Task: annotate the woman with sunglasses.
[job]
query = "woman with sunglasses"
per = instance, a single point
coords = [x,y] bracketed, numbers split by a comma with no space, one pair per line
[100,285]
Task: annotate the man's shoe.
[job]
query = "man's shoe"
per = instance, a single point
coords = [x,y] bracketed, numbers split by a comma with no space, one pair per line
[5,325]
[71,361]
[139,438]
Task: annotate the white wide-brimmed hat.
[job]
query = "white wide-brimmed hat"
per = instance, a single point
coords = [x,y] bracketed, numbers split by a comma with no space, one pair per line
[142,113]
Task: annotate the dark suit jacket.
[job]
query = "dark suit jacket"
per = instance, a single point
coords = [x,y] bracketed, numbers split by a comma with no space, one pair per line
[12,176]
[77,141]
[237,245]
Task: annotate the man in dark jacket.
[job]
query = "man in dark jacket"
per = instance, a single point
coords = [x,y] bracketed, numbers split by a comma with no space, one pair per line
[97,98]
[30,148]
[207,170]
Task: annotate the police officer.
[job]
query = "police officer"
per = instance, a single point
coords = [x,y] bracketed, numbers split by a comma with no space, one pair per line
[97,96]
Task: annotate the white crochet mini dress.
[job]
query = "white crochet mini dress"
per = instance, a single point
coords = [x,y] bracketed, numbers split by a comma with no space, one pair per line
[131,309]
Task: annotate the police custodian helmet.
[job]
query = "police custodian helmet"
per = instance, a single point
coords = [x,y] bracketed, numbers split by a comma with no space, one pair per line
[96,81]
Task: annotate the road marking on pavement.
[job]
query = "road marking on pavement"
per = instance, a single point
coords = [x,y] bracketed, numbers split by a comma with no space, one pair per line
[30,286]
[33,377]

WHAT THE TASK ASKS: Extract each line from the entries above that contains the string "marking".

EXERCISE RESPONSE:
Task: annotate the road marking on pavement.
query = "road marking on pavement"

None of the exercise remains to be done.